_EXERCISE AIM:_ Your answer must be the lines from the one containing "of the shelf" through the last line of the records below, copied exactly, with the pictures left out.
-- DATA TO USE follows --
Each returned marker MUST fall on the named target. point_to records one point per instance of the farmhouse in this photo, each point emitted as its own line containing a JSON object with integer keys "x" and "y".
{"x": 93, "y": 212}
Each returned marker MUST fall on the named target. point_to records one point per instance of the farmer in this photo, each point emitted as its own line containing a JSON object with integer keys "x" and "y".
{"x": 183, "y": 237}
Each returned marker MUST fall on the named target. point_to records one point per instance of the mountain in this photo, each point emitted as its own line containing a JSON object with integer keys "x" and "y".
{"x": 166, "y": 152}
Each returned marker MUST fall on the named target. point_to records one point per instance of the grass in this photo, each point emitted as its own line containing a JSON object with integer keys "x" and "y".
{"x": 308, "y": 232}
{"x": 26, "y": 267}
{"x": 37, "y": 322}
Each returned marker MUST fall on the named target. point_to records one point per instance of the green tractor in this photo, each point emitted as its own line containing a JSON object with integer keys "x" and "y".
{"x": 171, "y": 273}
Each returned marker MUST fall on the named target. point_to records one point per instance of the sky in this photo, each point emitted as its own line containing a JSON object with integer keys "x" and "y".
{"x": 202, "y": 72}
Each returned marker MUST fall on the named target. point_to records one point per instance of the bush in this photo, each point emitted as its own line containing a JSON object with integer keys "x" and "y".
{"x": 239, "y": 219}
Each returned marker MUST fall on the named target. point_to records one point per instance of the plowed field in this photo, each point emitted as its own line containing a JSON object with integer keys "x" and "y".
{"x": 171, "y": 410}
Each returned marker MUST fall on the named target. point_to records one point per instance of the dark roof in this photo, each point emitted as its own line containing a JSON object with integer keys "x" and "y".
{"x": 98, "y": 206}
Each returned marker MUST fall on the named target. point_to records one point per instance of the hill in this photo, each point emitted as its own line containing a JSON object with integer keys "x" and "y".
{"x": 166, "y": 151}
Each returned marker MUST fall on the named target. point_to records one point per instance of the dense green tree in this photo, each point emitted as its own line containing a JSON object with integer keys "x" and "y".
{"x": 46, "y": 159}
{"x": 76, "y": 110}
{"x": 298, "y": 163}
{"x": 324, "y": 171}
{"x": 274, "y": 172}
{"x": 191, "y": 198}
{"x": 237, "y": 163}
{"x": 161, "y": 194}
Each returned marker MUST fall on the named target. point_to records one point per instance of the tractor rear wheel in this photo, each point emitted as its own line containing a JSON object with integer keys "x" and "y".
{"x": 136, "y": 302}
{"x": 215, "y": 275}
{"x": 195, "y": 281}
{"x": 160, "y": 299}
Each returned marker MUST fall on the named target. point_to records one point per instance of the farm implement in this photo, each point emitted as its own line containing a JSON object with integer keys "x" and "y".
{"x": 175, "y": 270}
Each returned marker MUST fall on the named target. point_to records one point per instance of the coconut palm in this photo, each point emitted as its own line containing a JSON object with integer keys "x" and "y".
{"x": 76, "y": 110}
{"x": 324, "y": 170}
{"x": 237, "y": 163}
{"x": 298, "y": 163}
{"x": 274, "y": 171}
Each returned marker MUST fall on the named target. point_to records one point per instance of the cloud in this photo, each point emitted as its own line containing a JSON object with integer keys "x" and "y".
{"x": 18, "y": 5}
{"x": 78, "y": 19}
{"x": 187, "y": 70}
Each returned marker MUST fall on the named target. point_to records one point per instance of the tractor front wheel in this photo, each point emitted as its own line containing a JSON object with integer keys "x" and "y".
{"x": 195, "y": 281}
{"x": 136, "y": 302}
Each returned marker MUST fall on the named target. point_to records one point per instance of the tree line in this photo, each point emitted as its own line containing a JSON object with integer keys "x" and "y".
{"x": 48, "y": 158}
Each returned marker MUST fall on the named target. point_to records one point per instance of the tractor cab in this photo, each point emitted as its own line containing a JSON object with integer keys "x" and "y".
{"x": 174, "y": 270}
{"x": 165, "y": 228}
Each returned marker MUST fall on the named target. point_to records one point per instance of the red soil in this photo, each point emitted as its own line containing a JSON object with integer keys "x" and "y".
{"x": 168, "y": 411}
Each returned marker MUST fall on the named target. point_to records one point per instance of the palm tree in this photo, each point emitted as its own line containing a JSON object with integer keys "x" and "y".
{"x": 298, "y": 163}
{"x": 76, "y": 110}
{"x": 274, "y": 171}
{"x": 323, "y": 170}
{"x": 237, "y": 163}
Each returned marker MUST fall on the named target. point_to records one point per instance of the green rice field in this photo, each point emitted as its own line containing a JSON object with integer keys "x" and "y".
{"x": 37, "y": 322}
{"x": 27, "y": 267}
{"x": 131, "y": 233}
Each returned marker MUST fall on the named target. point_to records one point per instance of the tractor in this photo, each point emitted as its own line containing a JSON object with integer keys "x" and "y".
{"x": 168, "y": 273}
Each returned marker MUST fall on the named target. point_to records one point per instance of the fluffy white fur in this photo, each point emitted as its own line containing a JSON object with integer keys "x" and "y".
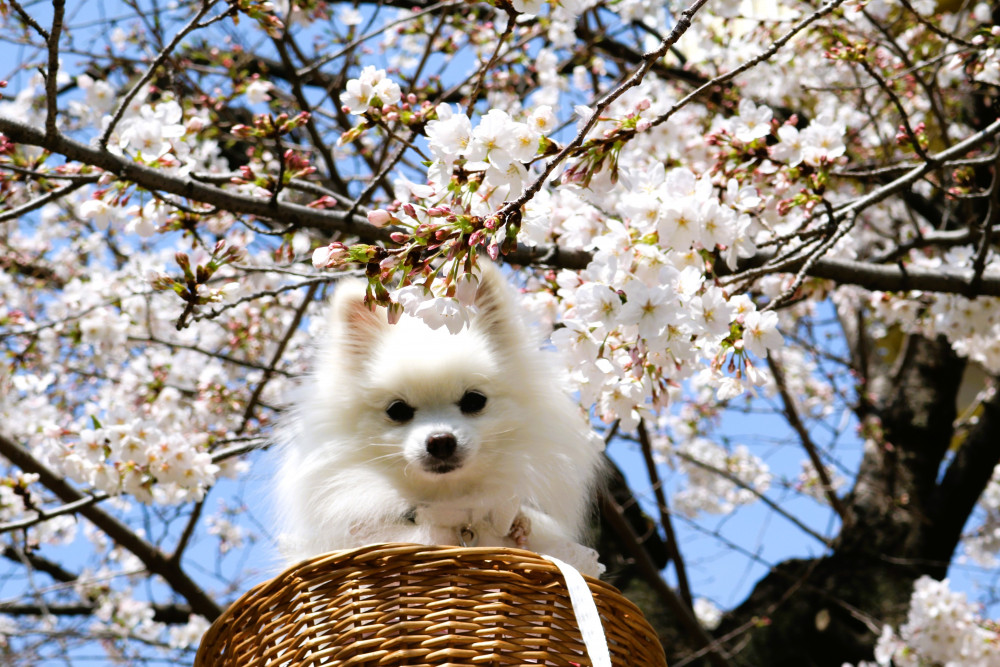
{"x": 523, "y": 468}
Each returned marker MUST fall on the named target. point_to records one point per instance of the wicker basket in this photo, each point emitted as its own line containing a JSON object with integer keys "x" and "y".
{"x": 404, "y": 604}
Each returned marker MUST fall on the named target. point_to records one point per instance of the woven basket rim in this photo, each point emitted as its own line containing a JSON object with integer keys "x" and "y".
{"x": 490, "y": 567}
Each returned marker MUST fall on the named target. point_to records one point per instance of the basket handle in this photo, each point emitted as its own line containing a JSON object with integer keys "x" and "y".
{"x": 587, "y": 617}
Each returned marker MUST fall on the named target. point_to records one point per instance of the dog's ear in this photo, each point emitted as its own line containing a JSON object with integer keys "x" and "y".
{"x": 351, "y": 322}
{"x": 497, "y": 314}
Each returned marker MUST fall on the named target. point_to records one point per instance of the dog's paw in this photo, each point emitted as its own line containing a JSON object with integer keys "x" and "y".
{"x": 519, "y": 530}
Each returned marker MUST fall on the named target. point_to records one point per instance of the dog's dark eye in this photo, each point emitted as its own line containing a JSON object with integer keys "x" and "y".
{"x": 400, "y": 411}
{"x": 472, "y": 402}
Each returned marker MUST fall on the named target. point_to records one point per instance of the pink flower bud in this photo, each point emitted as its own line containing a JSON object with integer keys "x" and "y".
{"x": 321, "y": 257}
{"x": 466, "y": 288}
{"x": 379, "y": 217}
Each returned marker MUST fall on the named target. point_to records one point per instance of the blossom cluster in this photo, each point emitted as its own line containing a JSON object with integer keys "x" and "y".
{"x": 942, "y": 628}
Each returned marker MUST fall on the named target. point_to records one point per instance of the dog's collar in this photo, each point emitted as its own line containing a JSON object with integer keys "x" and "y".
{"x": 469, "y": 523}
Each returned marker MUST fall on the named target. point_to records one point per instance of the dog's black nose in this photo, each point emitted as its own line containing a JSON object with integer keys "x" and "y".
{"x": 441, "y": 445}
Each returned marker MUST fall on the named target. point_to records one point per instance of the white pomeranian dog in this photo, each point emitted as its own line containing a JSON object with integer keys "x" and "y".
{"x": 405, "y": 433}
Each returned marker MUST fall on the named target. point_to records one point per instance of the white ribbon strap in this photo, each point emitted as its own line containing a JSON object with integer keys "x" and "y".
{"x": 587, "y": 616}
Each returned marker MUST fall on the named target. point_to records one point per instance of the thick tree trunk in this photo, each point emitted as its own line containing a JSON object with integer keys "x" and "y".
{"x": 901, "y": 523}
{"x": 904, "y": 519}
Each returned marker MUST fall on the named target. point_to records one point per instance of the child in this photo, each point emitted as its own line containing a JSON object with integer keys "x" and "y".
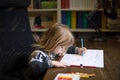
{"x": 56, "y": 40}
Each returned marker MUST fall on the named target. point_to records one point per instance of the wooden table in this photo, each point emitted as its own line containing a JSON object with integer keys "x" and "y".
{"x": 51, "y": 73}
{"x": 111, "y": 70}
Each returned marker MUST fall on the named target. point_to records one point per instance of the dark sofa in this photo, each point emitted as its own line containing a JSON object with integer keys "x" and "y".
{"x": 15, "y": 38}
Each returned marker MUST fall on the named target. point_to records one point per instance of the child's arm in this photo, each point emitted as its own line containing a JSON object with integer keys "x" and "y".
{"x": 76, "y": 50}
{"x": 39, "y": 63}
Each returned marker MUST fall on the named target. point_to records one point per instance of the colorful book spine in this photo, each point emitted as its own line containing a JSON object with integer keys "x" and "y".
{"x": 84, "y": 20}
{"x": 73, "y": 20}
{"x": 63, "y": 17}
{"x": 79, "y": 19}
{"x": 68, "y": 19}
{"x": 104, "y": 21}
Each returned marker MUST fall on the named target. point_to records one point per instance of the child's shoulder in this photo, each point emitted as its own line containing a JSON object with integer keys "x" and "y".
{"x": 36, "y": 52}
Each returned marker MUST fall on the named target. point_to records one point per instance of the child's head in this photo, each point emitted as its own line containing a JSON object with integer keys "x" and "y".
{"x": 56, "y": 39}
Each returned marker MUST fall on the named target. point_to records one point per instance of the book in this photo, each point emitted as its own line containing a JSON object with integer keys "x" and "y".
{"x": 91, "y": 59}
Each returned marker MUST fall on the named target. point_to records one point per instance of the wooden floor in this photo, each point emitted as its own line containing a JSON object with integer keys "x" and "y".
{"x": 111, "y": 47}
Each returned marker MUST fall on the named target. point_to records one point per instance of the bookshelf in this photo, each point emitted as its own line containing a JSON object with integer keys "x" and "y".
{"x": 65, "y": 8}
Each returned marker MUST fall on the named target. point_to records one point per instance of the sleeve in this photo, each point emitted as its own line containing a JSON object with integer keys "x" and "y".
{"x": 39, "y": 64}
{"x": 72, "y": 50}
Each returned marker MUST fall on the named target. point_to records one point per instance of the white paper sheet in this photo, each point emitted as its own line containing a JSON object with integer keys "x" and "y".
{"x": 92, "y": 58}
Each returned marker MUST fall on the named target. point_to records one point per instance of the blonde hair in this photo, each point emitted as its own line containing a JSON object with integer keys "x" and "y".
{"x": 59, "y": 34}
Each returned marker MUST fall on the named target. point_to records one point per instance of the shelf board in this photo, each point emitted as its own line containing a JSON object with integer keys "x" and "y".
{"x": 41, "y": 10}
{"x": 79, "y": 30}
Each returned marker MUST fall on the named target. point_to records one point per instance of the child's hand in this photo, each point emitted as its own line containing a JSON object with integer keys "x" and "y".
{"x": 82, "y": 51}
{"x": 58, "y": 64}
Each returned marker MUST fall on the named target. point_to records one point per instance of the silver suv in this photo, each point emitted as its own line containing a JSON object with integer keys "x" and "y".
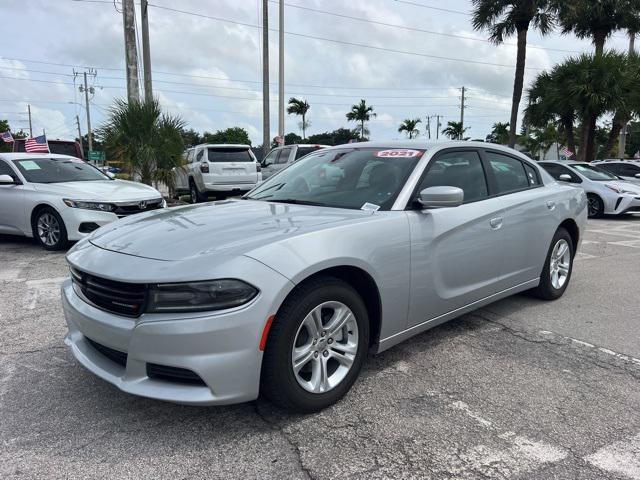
-- DATA TO USE concluded --
_TASK RESPONSE:_
Each returned marker MUST fall on the named target. point_to records one point per instance of the shelf board in this photo, each point emitted as its own line containing a JSON object with integer keys "x" and "y".
{"x": 41, "y": 10}
{"x": 79, "y": 30}
Each returned marker MUST fall on the named target. point_to records one point per instance of the child's hand in this photo, each point emitted as its own line containing a JSON object with integer keys "x" and "y".
{"x": 82, "y": 51}
{"x": 58, "y": 64}
Each returned marker MUST fall on the named target. point_to records one point per instance of the silver suv in this photo, each point emitted as its own line containing a JSON object with integer keys "x" and "y".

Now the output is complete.